▶ [Given exercise]: Put the rows below into a Markdown table with two columns, No and Line, giving each row a number and skipping blank lines.

▶ [Stored data]:
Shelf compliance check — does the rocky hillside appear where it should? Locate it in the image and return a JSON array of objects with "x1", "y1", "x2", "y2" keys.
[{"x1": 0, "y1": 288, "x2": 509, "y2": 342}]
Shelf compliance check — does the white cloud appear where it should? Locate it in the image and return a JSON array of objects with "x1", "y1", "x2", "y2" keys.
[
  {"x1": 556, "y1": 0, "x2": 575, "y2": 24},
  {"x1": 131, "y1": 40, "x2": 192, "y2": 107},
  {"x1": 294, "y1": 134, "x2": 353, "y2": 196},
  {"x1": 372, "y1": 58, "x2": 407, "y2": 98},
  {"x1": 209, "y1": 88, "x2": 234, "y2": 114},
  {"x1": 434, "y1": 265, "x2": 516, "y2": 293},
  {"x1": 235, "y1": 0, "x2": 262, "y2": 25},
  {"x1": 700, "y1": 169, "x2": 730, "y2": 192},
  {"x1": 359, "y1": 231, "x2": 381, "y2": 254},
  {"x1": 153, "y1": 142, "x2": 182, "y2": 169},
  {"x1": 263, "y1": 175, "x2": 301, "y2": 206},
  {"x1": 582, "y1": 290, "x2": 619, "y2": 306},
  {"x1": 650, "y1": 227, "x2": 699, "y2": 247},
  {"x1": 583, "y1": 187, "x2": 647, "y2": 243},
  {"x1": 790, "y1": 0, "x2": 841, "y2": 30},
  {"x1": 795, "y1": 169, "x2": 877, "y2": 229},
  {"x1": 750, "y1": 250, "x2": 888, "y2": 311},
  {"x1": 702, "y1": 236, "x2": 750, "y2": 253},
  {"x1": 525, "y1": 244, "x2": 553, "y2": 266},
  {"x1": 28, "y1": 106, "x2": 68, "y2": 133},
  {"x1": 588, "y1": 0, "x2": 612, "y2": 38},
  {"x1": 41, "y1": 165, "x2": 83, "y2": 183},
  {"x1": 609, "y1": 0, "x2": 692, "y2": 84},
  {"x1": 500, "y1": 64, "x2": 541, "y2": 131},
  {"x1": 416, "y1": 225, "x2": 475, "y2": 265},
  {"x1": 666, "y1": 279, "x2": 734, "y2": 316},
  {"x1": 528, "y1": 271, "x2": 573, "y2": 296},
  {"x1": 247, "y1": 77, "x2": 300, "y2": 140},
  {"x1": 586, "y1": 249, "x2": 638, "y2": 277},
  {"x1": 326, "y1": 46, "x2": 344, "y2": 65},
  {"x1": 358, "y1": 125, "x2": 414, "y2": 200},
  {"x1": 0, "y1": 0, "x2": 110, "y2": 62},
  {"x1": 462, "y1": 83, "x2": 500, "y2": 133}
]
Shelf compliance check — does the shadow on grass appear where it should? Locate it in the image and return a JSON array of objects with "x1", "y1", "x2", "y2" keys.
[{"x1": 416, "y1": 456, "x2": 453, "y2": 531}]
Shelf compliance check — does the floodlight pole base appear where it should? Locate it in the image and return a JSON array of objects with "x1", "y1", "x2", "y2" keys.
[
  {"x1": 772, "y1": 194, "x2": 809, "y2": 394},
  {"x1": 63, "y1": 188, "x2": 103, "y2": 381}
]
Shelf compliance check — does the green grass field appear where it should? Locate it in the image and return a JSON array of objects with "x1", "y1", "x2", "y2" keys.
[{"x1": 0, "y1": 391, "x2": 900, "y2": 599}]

▶ [Complete response]:
| No | Line |
|---|---|
| 1 | Shelf compliance check — does the rocky hillside appear where it should? Locate it in the image and return a JSON array of objects with "x1", "y1", "x2", "y2" keys. |
| 2 | [{"x1": 0, "y1": 288, "x2": 509, "y2": 342}] |
| 3 | Shelf compliance check — does the white cloud appear where it should? Locate it in the image and return a JSON array of objects with "x1", "y1", "x2", "y2" keys. |
| 4 | [ |
| 5 |   {"x1": 556, "y1": 0, "x2": 575, "y2": 24}, |
| 6 |   {"x1": 131, "y1": 40, "x2": 192, "y2": 107}, |
| 7 |   {"x1": 294, "y1": 134, "x2": 353, "y2": 196}, |
| 8 |   {"x1": 372, "y1": 58, "x2": 407, "y2": 98}, |
| 9 |   {"x1": 209, "y1": 88, "x2": 234, "y2": 114}, |
| 10 |   {"x1": 434, "y1": 265, "x2": 516, "y2": 293}, |
| 11 |   {"x1": 235, "y1": 0, "x2": 262, "y2": 25}, |
| 12 |   {"x1": 700, "y1": 169, "x2": 730, "y2": 192}, |
| 13 |   {"x1": 359, "y1": 231, "x2": 381, "y2": 254}, |
| 14 |   {"x1": 153, "y1": 142, "x2": 182, "y2": 169}, |
| 15 |   {"x1": 263, "y1": 175, "x2": 301, "y2": 206}, |
| 16 |   {"x1": 582, "y1": 290, "x2": 619, "y2": 306}, |
| 17 |   {"x1": 650, "y1": 227, "x2": 699, "y2": 247}, |
| 18 |   {"x1": 583, "y1": 187, "x2": 647, "y2": 243}, |
| 19 |   {"x1": 790, "y1": 0, "x2": 841, "y2": 30}, |
| 20 |   {"x1": 795, "y1": 169, "x2": 877, "y2": 229}, |
| 21 |   {"x1": 750, "y1": 250, "x2": 888, "y2": 311}, |
| 22 |   {"x1": 702, "y1": 236, "x2": 750, "y2": 253}, |
| 23 |   {"x1": 525, "y1": 244, "x2": 553, "y2": 266}, |
| 24 |   {"x1": 28, "y1": 106, "x2": 68, "y2": 133}, |
| 25 |   {"x1": 588, "y1": 0, "x2": 612, "y2": 38}, |
| 26 |   {"x1": 41, "y1": 165, "x2": 83, "y2": 183}, |
| 27 |   {"x1": 609, "y1": 0, "x2": 692, "y2": 84}, |
| 28 |   {"x1": 500, "y1": 64, "x2": 541, "y2": 131}, |
| 29 |   {"x1": 416, "y1": 225, "x2": 475, "y2": 265}, |
| 30 |   {"x1": 666, "y1": 279, "x2": 734, "y2": 316}, |
| 31 |   {"x1": 528, "y1": 271, "x2": 573, "y2": 296}, |
| 32 |   {"x1": 247, "y1": 77, "x2": 300, "y2": 140}, |
| 33 |   {"x1": 586, "y1": 249, "x2": 638, "y2": 277}, |
| 34 |   {"x1": 326, "y1": 46, "x2": 344, "y2": 65}, |
| 35 |   {"x1": 358, "y1": 125, "x2": 414, "y2": 200}, |
| 36 |   {"x1": 0, "y1": 0, "x2": 110, "y2": 62}, |
| 37 |   {"x1": 462, "y1": 83, "x2": 500, "y2": 133} |
| 38 | ] |
| 39 | Shelf compliance check — does the shadow on grass appear where it should? Locate it in the image and return a JSON array of objects with "x1", "y1", "x2", "y2" keys. |
| 40 | [{"x1": 416, "y1": 456, "x2": 453, "y2": 531}] |
| 41 | Shelf compliance check — does the floodlight pole base appear where it should? Locate it in the image and return a JSON array of objects with "x1", "y1", "x2", "y2" keys. |
| 42 | [ |
| 43 |   {"x1": 772, "y1": 194, "x2": 809, "y2": 394}, |
| 44 |   {"x1": 63, "y1": 188, "x2": 103, "y2": 381} |
| 45 | ] |
| 46 | Shelf compliance check — does the green grass field appear where it should? Locate it in the image and return a JSON array of objects with "x1", "y1", "x2", "y2" keys. |
| 47 | [{"x1": 0, "y1": 391, "x2": 900, "y2": 599}] |